**DIRECTIONS FOR THIS TASK**
Convert each line of the rows below into a JSON list of strings, one string per line, with blank lines left out. Leave the pictures out of your answer.

**DATASET EXCERPTS**
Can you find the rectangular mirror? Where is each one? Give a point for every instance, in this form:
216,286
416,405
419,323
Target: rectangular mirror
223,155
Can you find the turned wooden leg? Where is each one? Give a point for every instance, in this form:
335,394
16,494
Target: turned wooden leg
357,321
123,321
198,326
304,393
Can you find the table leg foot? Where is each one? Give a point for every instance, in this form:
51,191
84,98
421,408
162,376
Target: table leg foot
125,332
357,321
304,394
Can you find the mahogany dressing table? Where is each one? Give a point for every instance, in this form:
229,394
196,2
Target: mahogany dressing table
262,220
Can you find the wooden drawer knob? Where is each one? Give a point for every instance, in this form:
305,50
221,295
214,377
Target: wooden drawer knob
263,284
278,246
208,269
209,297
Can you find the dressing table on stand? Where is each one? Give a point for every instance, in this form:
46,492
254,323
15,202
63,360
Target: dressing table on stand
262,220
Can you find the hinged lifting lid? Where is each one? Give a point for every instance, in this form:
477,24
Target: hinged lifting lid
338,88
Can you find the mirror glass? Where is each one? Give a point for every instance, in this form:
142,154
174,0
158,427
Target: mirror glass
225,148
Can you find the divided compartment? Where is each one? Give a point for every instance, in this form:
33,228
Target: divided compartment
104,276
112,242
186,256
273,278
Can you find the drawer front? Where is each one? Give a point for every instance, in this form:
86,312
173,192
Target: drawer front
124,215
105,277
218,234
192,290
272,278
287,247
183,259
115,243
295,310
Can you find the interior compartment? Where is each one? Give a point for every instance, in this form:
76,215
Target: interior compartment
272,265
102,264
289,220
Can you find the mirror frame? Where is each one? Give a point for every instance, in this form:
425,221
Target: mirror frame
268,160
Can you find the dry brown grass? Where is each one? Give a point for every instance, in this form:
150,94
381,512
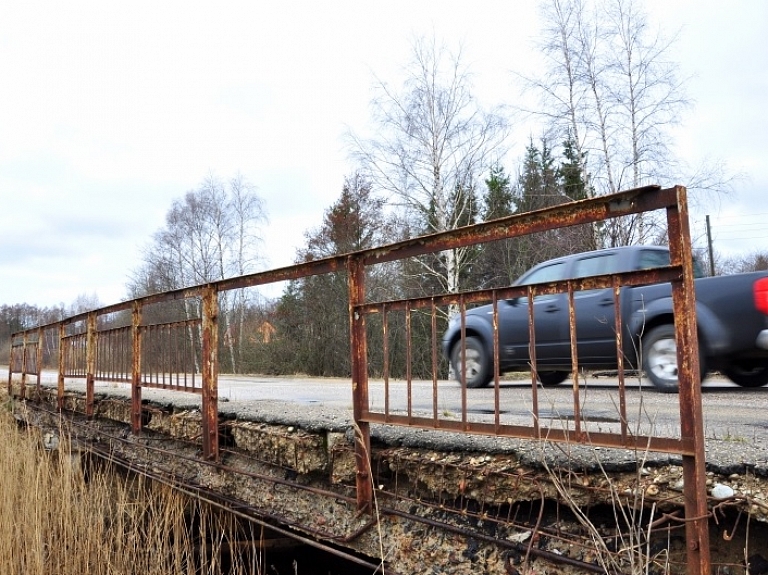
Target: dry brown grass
57,521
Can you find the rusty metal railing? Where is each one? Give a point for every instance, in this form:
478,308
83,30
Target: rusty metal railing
183,355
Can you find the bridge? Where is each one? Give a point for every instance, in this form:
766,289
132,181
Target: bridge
397,479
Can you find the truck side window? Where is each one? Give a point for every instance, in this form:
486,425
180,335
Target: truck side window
596,265
546,274
653,259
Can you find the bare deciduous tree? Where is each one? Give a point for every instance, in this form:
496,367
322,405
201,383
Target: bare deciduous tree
611,83
211,233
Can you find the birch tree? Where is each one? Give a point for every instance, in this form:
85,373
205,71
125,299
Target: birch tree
210,233
611,87
432,146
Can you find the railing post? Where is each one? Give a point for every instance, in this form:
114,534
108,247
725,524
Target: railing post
60,379
689,377
23,387
210,374
39,358
136,368
90,363
359,359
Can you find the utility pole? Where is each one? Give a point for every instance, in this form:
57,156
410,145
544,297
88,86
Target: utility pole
709,246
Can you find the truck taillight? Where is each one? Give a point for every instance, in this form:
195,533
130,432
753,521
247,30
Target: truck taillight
761,295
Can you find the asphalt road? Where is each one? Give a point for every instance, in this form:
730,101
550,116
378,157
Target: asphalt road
729,411
735,423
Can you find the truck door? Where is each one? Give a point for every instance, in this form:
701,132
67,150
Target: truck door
549,311
595,311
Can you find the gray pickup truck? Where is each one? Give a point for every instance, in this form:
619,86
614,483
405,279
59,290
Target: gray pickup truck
731,313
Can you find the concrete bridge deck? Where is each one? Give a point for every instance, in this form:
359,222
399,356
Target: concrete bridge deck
453,503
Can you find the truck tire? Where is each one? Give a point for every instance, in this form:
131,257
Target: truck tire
477,371
748,373
659,351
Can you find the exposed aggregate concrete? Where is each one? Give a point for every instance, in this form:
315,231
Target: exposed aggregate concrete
444,478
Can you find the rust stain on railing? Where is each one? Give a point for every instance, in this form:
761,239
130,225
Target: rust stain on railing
184,355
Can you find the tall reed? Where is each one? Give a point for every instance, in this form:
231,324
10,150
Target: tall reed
56,520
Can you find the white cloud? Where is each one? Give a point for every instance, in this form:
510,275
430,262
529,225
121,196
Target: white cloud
110,111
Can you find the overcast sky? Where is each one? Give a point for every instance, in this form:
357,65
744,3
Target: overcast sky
109,111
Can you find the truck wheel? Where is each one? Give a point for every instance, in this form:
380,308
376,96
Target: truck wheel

**COMPLETE ANSWER**
[
  "Can you find the rectangular mirror? Where is each one? Give a point for every instance, in this form:",
  "216,286",
  "416,405",
  "419,323",
  "Target: rectangular mirror",
  "223,155",
  "Can you find the turned wooden leg? Where is each one? Give a point for every instance, in this form:",
  "335,394",
  "16,494",
  "Target: turned wooden leg",
  "357,321",
  "123,321",
  "198,326",
  "304,393",
  "Can you find the table leg foot? Where is each one? Give a point for every instance, in this form:",
  "51,191",
  "84,98",
  "421,408",
  "162,376",
  "Target: table leg foot",
  "125,332",
  "357,321",
  "304,394",
  "Can you find the mahogany dressing table? Where is each one? Give a point for every instance, in this form:",
  "229,394",
  "196,2",
  "Target: mahogany dressing table",
  "262,220",
  "Can you find the wooden drawer knob? Where is each one? Give a point for every instance, in this form:",
  "305,50",
  "221,295",
  "214,377",
  "Target: wooden drawer knob",
  "263,284",
  "278,246",
  "208,269",
  "209,297",
  "Can you find the dressing table on stand? Where is each one? Give a point for every instance, in this form:",
  "46,492",
  "254,323",
  "15,202",
  "63,360",
  "Target: dressing table on stand",
  "262,220",
  "Can you find the hinged lifting lid? Where is each one? Give a point for every instance, in this form:",
  "477,24",
  "Target: hinged lifting lid",
  "338,88",
  "Can you find the mirror glass? Where is each one? Give a point for every instance, in this form:",
  "142,154",
  "174,0",
  "158,427",
  "Target: mirror glass",
  "225,148",
  "Can you find the divided compartment? Where is each one? Give a point for every instance, in this form:",
  "33,228",
  "Target: divided compartment",
  "104,276",
  "112,242",
  "186,256",
  "273,278",
  "Can you find the drawer front? Where is each one? Give a point for every instance, in this form:",
  "86,312",
  "173,192",
  "Target: drawer front",
  "124,215",
  "105,277",
  "218,234",
  "192,290",
  "272,278",
  "287,247",
  "183,259",
  "115,243",
  "295,310",
  "Can you find the interior compartment? Where is each one? Give a point for every instance, in this form:",
  "76,215",
  "Target: interior compartment",
  "272,265",
  "102,264",
  "289,220",
  "Can you find the mirror frame? Where is each one? Give a point for every instance, in this form:",
  "425,221",
  "Target: mirror frame",
  "268,160",
  "Can you find the dry brown grass? Where is each one? Give a point for every instance, in this form:",
  "150,94",
  "381,512",
  "Target: dry brown grass",
  "57,521",
  "Can you find the rusty metal railing? Where is each one? Give a point for every instance, in this form:",
  "478,308",
  "83,30",
  "Target: rusty metal railing",
  "183,355",
  "Can you find the bridge? Where is each one? Give a point for every instance, in this form:",
  "766,289",
  "132,181",
  "Target: bridge",
  "397,479",
  "Can you find the truck side window? Where is each one? Give a point for every instance, in this form:",
  "486,425",
  "180,335",
  "Target: truck side window",
  "596,265",
  "546,274",
  "653,259",
  "Can you find the bare deciduous tree? Where is each one? Give a point for every instance, in this form:",
  "496,367",
  "322,405",
  "201,383",
  "Target: bare deciduous tree",
  "611,83",
  "211,233",
  "Can you find the birch tree? Where is each one? Give a point for every instance, in this form:",
  "85,373",
  "205,71",
  "125,299",
  "Target: birch tree",
  "210,233",
  "611,87",
  "432,146",
  "Can you find the railing post? Where is each one? Give a point for every instance, in this form:",
  "114,534",
  "108,247",
  "725,524",
  "Target: railing post",
  "60,379",
  "689,377",
  "23,387",
  "210,374",
  "39,358",
  "136,368",
  "90,363",
  "359,359",
  "Can you find the utility pole? Where is each one? Give a point for every instance, in this form:",
  "57,156",
  "410,145",
  "544,297",
  "88,86",
  "Target: utility pole",
  "709,246",
  "Can you find the truck taillight? Where is each one? Give a point for every instance, in this form:",
  "195,533",
  "130,432",
  "753,521",
  "247,30",
  "Target: truck taillight",
  "761,295",
  "Can you find the asphalt road? Where is each one? Give a point for every instance, in this form:",
  "730,101",
  "550,116",
  "378,157",
  "Target: asphalt road",
  "729,411",
  "735,423",
  "Can you find the truck door? Where is each one? Give a point for every instance, in this form:",
  "701,132",
  "67,150",
  "Target: truck door",
  "549,311",
  "595,311",
  "Can you find the gray pickup truck? Where is each one? Give a point for every instance, in this form:",
  "619,86",
  "614,483",
  "405,279",
  "59,290",
  "Target: gray pickup truck",
  "731,313",
  "Can you find the concrete bridge deck? Where is each one? Give a point for every instance, in this form:",
  "359,222",
  "399,356",
  "Target: concrete bridge deck",
  "453,503",
  "Can you find the truck tire? Where is each one? Give a point for every instance, in this form:",
  "131,257",
  "Target: truck tire",
  "477,371",
  "748,373",
  "659,351",
  "Can you find the exposed aggregate concrete? Where is each one? Give a point for every instance, in this form:",
  "315,231",
  "Target: exposed aggregate concrete",
  "444,478",
  "Can you find the rust stain on railing? Where is each one? Give a point for every instance, in this form:",
  "761,239",
  "130,225",
  "Target: rust stain on railing",
  "184,355",
  "Can you find the tall reed? Where is each one? Give a point for every instance, in this form:",
  "231,324",
  "10,150",
  "Target: tall reed",
  "56,520",
  "Can you find the white cloud? Where is each one? Give a point for every instance, in this form:",
  "510,275",
  "430,262",
  "529,225",
  "121,196",
  "Target: white cloud",
  "110,111",
  "Can you find the overcast sky? Where is each one? Give a point for every instance, in this form:",
  "357,65",
  "744,3",
  "Target: overcast sky",
  "109,111",
  "Can you find the truck wheel? Where is each one? Give a point for every instance, in this form:",
  "380,308",
  "376,96",
  "Target: truck wheel"
]